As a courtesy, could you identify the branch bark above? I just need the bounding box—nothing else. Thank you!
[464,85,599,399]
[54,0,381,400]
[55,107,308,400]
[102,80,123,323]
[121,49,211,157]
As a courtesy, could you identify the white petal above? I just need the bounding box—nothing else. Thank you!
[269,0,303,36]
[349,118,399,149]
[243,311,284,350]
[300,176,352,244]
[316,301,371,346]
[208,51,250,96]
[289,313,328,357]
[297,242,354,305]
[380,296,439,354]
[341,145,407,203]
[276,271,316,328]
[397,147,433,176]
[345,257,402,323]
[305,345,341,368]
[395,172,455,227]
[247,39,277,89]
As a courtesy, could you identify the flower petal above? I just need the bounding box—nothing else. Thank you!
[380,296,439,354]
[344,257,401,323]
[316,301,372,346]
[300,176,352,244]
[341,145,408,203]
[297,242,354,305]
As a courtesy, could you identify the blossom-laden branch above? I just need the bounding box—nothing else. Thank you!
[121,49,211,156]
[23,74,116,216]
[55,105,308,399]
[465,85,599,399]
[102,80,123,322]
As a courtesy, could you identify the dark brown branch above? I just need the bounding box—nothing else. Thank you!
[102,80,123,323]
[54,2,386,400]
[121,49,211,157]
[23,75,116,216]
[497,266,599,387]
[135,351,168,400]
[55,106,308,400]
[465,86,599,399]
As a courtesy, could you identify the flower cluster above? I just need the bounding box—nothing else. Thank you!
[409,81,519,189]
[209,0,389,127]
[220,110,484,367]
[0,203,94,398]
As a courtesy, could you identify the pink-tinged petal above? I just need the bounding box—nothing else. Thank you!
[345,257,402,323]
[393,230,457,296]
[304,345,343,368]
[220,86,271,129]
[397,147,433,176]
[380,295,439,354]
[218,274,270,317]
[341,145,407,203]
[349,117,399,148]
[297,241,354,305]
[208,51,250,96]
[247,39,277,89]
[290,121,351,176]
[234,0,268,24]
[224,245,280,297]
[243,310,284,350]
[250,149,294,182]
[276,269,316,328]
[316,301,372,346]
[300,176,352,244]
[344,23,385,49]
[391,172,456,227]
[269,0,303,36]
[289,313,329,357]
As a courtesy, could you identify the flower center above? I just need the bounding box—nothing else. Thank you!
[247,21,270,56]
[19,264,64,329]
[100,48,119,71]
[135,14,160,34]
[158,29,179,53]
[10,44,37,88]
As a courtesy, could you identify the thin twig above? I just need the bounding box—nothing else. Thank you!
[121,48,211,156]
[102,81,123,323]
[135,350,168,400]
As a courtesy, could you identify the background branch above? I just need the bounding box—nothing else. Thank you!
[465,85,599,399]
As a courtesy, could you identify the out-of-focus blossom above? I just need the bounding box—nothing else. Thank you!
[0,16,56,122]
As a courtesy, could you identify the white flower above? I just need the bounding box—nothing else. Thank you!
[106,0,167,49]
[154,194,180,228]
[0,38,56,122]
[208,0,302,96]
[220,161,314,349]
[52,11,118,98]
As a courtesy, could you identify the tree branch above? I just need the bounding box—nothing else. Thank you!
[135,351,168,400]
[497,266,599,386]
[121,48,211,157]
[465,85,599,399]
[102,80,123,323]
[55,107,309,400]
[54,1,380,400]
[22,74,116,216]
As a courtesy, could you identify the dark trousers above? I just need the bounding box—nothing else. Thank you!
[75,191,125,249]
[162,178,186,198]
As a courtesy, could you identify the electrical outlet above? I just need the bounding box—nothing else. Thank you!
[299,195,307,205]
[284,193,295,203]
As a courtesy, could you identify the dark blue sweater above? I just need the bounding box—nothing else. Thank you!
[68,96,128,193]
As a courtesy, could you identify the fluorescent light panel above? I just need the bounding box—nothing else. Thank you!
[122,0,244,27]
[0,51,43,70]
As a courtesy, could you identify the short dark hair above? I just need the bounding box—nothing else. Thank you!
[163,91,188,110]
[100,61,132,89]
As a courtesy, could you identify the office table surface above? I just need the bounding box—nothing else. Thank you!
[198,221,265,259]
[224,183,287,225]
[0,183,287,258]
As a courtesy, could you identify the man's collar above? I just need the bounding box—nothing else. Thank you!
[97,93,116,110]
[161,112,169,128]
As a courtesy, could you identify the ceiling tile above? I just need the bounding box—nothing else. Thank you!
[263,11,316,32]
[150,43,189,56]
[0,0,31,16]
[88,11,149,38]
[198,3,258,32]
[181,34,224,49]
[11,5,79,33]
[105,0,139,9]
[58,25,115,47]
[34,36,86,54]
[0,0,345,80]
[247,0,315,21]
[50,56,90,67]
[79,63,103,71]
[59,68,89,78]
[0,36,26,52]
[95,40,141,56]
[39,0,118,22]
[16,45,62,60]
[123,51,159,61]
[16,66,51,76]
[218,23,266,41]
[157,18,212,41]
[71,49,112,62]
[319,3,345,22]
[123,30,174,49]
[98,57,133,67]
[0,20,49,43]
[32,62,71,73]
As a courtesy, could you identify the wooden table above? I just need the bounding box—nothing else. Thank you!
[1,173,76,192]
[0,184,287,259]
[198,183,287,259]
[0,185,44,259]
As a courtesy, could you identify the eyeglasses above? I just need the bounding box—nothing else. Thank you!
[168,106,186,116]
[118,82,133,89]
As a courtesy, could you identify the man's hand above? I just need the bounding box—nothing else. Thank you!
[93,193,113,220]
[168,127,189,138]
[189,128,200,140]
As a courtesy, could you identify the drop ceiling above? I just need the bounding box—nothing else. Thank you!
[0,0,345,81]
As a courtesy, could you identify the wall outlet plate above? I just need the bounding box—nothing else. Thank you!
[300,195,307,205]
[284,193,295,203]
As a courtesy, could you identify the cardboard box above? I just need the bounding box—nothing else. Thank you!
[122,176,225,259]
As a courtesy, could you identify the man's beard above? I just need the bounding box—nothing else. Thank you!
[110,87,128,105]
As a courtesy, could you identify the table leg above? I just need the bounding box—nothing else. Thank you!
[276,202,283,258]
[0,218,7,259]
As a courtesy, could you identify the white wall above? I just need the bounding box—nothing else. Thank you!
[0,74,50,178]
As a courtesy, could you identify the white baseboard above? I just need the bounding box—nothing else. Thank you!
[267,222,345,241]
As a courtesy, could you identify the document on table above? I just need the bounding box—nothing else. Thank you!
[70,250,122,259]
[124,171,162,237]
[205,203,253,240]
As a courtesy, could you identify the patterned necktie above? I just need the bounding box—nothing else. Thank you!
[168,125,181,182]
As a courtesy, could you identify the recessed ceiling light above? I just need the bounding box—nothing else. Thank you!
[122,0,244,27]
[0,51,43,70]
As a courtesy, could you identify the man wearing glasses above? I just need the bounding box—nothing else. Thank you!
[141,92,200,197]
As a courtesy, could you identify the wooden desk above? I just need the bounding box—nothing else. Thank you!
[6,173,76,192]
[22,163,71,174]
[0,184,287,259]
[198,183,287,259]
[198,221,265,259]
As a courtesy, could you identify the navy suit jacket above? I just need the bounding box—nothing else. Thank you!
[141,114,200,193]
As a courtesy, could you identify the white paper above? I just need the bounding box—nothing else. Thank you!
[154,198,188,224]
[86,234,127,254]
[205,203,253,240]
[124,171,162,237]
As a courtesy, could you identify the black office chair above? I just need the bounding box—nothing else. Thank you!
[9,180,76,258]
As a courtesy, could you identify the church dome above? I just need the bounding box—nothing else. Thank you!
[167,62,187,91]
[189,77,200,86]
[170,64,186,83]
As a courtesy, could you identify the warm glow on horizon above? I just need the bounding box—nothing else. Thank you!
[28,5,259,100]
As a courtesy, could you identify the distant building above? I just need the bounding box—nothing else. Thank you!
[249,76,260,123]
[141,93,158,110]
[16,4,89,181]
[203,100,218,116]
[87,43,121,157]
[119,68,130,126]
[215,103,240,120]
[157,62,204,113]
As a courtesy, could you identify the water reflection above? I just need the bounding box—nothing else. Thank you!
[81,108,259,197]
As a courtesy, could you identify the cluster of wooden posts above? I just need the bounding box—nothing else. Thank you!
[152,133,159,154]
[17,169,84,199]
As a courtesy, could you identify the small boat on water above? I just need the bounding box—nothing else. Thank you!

*AIM OF THE TASK*
Copy out the material verbatim, from the line containing "As a courtesy, could you identify the wooden table" down through the line containing "[0,74,50,178]", including both of those lines.

*EXPECTED OUTPUT*
As a courtesy, could you identify the wooden table above? I just need the bounding box—nothing else. Thank you!
[1,173,76,192]
[0,184,287,259]
[198,183,287,259]
[0,185,44,259]
As a courtesy, could you identify the eyeglasses above? I just need the bounding box—nothing else. Thank you!
[168,106,186,116]
[118,82,133,89]
As a courtesy, could you identify the man's hand above? I just need the bounding box—nothing else. Thank you!
[93,193,113,220]
[168,127,189,138]
[189,128,200,140]
As a courtesy, could you identify the drop ceiling above? I just need the bounding box—nothing else. Thank you!
[0,0,345,81]
As a courtesy, could you identify the wall outlet plate above? I just need the bounding box—nothing else. Thank you!
[300,195,307,205]
[284,193,295,203]
As a courtesy, could you identify the cardboard box above? I just need the bounding box—nothing else. Thank you!
[122,176,225,259]
As a courtesy, could you identify the man's beard above? I just need the bounding box—nothing else. Thank you!
[110,87,128,105]
As a courtesy, could you identify the table leg above? I just need the bounding box—nothing else. Thank you!
[276,202,283,258]
[0,218,7,259]
As a courtesy, could you identify the white wall above? I just need the bounding box—nothing else. Thank you!
[0,74,50,178]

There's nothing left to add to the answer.